Tekst do przeczytania:
######

Już wiem, skąd jestem

Monika Stelmach
Barbara Nowakowska 10 lat temu wyruszyła w podróż do korzeni. Wtedy wydawało jej się, że ma małą rodzinę. Dziś na wyrysowanym przez nią drzewie genealogicznym jest 900 osób. A ona czuje, że nie jest sama na świecie, bo duża rodzina to dobra podstawa do życia.

Wszystko zaczęło się podczas wakacji, gdy Basia Nowakowska była jeszcze w liceum. Jak co roku wyjechała do podkarpackiej wsi Osobnicy do babci Franciszki. Babcia mieszkała w trzyizbowym domu, w którym zawsze pachniało drewnem i świeżą słomą. Zaraz po żniwach wymieniano ją w siennikach.

######

Dane:
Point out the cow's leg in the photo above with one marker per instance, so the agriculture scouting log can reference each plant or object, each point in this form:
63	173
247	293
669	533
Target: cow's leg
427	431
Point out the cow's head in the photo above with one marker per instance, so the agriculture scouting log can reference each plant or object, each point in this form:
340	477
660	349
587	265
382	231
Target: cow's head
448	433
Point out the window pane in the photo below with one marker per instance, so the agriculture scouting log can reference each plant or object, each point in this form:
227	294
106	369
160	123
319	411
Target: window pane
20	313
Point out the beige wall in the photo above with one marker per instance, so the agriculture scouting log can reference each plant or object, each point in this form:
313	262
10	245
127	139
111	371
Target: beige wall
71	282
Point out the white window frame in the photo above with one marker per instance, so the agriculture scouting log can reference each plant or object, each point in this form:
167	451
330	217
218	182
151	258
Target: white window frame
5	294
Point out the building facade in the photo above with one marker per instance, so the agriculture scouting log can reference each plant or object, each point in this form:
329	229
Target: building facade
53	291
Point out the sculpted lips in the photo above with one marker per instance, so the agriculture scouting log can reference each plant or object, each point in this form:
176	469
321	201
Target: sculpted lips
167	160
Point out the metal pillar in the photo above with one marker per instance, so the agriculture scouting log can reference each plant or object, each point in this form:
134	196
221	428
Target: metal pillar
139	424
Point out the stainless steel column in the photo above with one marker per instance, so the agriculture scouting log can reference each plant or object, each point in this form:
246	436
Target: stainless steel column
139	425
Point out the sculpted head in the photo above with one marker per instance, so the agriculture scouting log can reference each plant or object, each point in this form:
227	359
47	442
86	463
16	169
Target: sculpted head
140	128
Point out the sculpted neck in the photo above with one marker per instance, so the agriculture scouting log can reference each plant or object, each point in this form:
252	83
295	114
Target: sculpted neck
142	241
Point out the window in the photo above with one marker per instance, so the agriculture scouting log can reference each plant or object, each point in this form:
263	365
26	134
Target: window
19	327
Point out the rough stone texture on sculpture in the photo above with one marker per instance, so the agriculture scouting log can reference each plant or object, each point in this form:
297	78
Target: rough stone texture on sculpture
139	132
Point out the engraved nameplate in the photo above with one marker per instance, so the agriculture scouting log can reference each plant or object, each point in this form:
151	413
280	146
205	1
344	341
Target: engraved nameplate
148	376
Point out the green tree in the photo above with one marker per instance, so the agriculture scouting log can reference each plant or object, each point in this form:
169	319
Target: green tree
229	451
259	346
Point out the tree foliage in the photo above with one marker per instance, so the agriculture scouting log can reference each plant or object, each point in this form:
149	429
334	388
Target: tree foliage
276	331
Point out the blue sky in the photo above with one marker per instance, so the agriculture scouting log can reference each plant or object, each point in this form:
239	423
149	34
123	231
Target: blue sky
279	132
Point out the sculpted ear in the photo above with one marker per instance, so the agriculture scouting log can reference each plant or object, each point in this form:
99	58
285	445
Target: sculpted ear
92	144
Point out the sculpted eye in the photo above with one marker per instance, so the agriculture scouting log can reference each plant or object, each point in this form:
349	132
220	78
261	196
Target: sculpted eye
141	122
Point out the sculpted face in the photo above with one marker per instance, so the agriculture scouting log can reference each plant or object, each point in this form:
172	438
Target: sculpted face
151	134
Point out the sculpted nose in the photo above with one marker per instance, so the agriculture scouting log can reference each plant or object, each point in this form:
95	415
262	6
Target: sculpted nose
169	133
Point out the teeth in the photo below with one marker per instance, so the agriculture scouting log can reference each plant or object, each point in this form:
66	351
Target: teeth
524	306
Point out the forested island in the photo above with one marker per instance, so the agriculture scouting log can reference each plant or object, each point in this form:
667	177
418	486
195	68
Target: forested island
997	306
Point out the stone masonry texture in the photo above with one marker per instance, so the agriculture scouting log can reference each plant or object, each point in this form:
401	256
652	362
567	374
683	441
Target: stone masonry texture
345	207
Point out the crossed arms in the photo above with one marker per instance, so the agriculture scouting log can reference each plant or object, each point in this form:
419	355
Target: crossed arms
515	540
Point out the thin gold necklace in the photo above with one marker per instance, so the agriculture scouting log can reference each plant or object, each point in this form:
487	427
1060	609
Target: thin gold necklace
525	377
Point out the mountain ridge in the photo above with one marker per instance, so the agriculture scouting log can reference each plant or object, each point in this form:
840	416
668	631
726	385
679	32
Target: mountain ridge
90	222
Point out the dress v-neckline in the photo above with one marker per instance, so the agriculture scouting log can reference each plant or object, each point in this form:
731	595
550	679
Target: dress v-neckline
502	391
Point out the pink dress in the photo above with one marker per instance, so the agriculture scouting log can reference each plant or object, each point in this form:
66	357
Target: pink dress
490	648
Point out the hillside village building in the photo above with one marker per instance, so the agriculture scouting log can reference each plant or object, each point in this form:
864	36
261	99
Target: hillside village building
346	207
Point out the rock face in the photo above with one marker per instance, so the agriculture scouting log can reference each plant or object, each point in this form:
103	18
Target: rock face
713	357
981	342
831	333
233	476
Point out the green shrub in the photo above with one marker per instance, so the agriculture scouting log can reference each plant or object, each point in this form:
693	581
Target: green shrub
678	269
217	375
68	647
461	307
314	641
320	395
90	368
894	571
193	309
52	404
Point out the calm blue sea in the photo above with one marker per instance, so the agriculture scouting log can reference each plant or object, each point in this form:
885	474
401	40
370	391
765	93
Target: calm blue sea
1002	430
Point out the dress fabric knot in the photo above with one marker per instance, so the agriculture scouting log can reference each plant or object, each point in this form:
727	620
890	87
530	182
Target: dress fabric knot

######

Polecenie: Zamień "małą rodzinę" na "niewielką rodzinę" i przepisz tak zmieniony fragment tekstu o poszukiwaniu korzeni, zaczynając od słów "Monika Stelmach" i idąc aż do słów "podstawa do życia.". Dane nie mają tu żadnego znaczenia.

Wynik końcowy:
Monika Stelmach
Barbara Nowakowska 10 lat temu wyruszyła w podróż do korzeni. Wtedy wydawało jej się, że ma niewielką rodzinę. Dziś na wyrysowanym przez nią drzewie genealogicznym jest 900 osób. A ona czuje, że nie jest sama na świecie, bo duża rodzina to dobra podstawa do życia.